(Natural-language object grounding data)
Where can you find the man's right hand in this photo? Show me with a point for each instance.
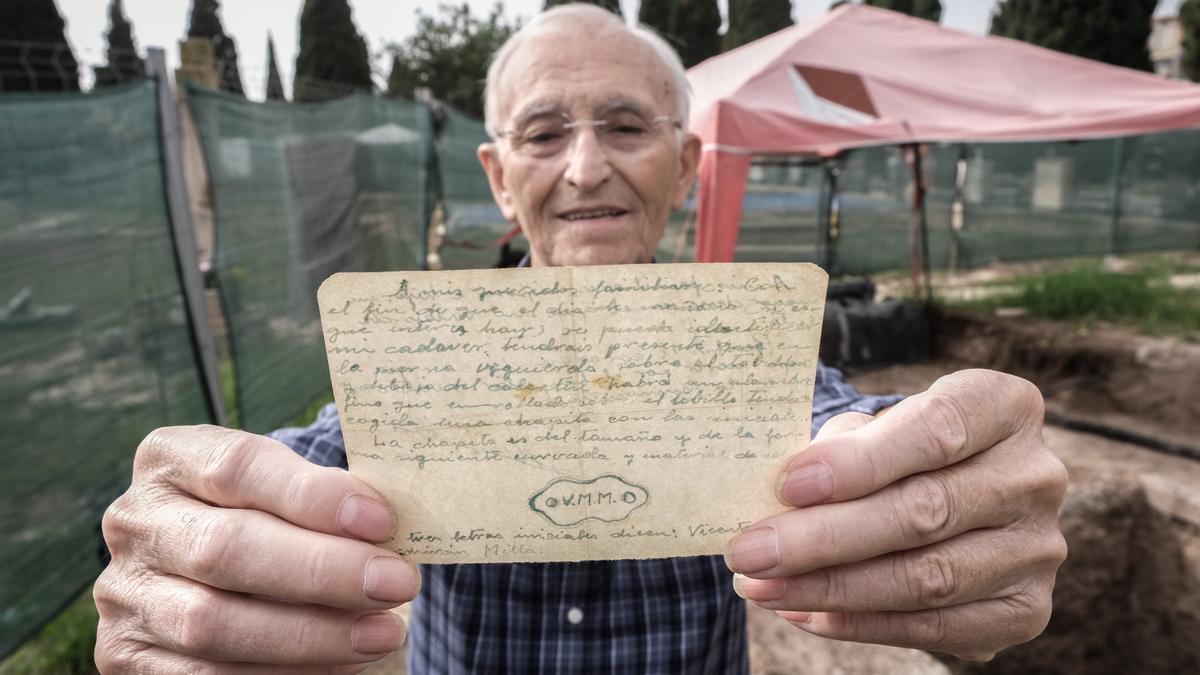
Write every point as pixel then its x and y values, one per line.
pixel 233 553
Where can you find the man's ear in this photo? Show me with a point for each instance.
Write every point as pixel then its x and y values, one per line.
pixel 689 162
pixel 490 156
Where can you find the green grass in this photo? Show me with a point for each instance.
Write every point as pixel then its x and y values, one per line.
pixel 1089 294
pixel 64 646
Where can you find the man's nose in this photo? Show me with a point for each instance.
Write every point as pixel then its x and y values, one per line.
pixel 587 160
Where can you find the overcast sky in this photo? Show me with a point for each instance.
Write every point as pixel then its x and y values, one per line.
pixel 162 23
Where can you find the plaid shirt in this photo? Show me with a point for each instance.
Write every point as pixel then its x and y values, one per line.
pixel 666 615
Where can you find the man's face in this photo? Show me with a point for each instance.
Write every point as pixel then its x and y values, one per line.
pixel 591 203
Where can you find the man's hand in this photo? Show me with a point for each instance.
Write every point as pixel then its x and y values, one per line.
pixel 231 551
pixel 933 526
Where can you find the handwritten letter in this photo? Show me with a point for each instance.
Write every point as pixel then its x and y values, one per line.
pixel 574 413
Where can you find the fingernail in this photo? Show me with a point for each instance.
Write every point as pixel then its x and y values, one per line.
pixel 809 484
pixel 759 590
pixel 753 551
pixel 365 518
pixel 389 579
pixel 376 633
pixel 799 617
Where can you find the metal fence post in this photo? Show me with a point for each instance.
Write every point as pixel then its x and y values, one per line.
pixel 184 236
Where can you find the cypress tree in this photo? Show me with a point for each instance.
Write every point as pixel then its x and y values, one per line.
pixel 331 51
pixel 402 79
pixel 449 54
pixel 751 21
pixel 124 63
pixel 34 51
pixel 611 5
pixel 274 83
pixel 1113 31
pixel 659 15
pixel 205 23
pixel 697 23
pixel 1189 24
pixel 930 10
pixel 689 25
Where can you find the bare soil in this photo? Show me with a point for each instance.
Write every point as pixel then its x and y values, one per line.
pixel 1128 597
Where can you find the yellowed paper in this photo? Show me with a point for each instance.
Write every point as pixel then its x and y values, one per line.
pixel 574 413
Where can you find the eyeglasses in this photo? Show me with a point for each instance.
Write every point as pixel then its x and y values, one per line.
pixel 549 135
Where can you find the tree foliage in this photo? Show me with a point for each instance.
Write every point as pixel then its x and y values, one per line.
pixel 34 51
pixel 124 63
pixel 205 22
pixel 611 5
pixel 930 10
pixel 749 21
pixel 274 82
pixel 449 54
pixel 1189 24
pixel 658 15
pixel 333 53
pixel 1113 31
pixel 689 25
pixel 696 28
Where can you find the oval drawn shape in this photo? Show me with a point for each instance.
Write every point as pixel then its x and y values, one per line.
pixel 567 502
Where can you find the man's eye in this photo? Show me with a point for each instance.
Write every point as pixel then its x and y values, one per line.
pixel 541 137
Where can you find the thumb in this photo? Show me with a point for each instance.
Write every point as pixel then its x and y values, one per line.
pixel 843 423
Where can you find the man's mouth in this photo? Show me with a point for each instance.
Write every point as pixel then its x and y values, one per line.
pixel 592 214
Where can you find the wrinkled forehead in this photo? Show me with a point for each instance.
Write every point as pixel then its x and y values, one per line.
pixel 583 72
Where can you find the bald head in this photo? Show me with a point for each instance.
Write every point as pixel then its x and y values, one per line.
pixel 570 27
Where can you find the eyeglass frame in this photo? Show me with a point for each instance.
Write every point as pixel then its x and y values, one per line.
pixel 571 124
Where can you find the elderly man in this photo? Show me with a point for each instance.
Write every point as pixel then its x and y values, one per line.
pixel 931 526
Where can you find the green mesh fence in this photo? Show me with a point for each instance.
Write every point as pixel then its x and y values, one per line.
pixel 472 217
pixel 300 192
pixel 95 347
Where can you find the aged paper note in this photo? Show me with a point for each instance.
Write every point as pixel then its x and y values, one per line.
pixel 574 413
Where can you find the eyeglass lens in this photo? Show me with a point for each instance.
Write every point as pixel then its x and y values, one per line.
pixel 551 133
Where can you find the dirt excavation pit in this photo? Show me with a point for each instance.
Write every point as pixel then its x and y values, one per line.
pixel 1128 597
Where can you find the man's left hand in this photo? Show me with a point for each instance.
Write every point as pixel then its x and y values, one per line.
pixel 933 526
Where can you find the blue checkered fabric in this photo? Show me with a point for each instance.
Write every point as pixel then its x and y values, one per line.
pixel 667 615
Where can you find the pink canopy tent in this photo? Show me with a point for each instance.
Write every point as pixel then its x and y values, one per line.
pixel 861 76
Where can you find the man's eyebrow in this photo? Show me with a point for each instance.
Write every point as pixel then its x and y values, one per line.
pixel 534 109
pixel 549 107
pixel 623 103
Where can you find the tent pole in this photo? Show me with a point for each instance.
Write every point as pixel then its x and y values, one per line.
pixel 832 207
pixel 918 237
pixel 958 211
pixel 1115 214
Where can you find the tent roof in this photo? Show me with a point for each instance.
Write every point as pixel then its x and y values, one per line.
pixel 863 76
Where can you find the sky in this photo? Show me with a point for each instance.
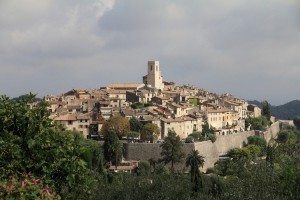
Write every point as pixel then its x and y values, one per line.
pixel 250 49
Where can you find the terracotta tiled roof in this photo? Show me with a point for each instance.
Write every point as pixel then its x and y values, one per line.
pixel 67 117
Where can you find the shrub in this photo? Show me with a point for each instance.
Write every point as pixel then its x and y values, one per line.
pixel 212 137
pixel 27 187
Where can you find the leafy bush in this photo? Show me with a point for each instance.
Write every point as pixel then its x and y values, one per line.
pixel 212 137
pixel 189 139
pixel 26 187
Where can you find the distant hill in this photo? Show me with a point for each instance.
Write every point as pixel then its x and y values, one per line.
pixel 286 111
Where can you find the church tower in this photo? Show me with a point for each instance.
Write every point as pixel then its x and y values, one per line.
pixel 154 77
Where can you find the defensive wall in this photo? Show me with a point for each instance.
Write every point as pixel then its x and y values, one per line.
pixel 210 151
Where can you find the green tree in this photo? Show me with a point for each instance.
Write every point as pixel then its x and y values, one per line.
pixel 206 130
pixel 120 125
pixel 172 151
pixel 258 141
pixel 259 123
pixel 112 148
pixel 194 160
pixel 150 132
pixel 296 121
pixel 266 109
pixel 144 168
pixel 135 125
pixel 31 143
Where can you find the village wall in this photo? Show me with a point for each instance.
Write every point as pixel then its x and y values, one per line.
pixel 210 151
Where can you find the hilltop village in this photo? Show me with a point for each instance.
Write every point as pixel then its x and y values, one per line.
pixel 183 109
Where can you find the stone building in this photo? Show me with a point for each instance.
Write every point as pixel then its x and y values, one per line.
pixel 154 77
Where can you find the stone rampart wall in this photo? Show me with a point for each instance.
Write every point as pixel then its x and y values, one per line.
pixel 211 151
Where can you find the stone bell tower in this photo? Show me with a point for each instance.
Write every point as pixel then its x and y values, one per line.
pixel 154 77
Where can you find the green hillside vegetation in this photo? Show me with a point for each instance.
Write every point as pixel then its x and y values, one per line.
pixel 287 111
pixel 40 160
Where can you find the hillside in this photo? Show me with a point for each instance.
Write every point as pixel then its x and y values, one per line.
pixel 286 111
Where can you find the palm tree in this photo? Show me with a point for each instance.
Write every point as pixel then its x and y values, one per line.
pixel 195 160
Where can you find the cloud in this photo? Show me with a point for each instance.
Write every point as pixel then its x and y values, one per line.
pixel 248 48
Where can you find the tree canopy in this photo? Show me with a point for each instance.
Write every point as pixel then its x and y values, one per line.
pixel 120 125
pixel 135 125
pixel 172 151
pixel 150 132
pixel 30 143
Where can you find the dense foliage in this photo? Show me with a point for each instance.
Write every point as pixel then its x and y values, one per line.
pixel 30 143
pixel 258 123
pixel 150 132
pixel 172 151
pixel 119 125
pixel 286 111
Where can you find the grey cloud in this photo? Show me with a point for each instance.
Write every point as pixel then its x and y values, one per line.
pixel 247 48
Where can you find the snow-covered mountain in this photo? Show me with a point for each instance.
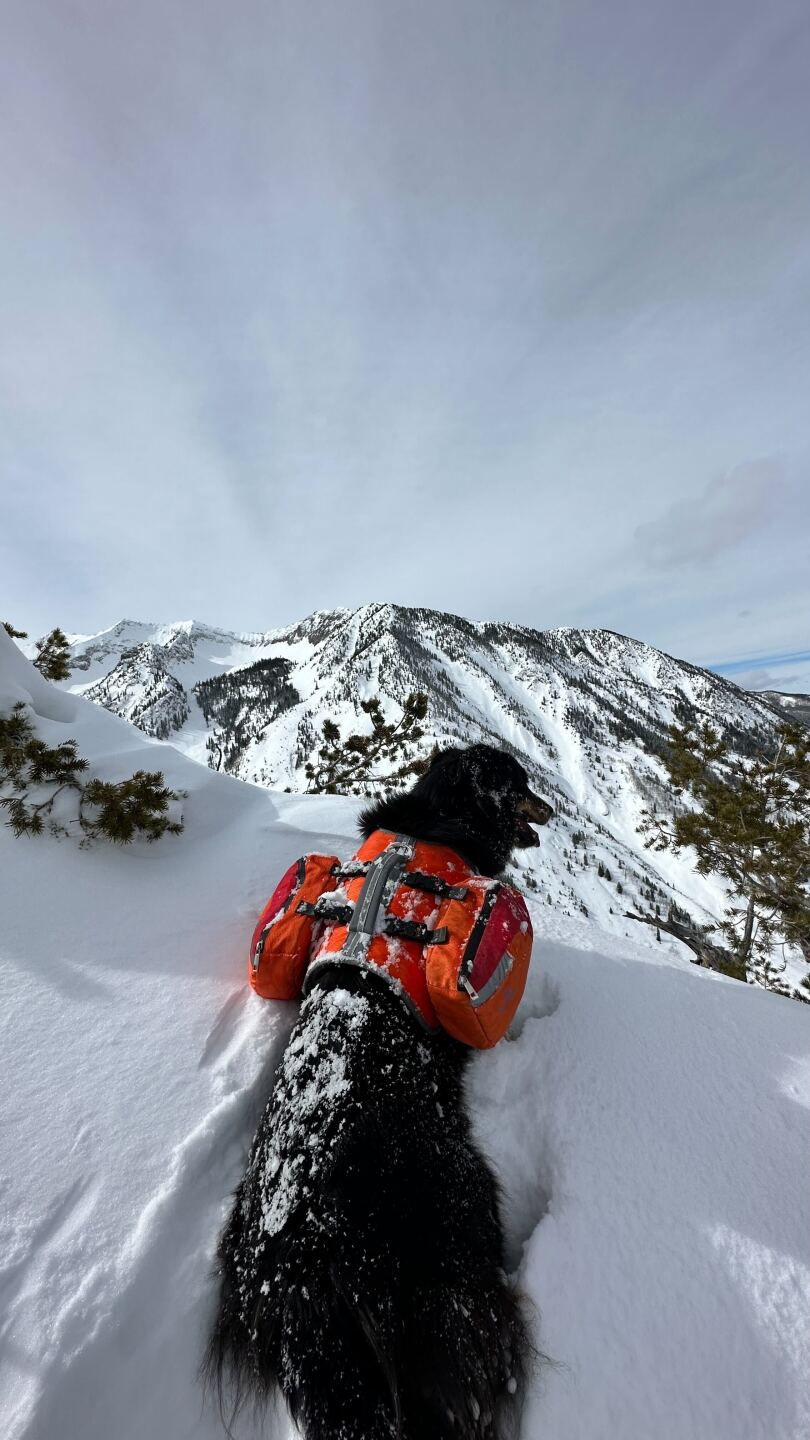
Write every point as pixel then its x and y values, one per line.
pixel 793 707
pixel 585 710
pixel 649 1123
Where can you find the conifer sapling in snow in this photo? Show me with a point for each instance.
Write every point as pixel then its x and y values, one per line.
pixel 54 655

» TASK DIRECTIONS: Return all lines in the data that include the word "green".

» ANSWER BOX:
Where can you find the green grass in this photo? Show me with a point for each instance.
Where can you find the green mesh fence in this photo? Show me with a point for each instance.
Where can you find the green tree in this photo? Show me with a point for each instance.
Where can you find the green hillside vegetation in this photo? Show me with a point for each instance.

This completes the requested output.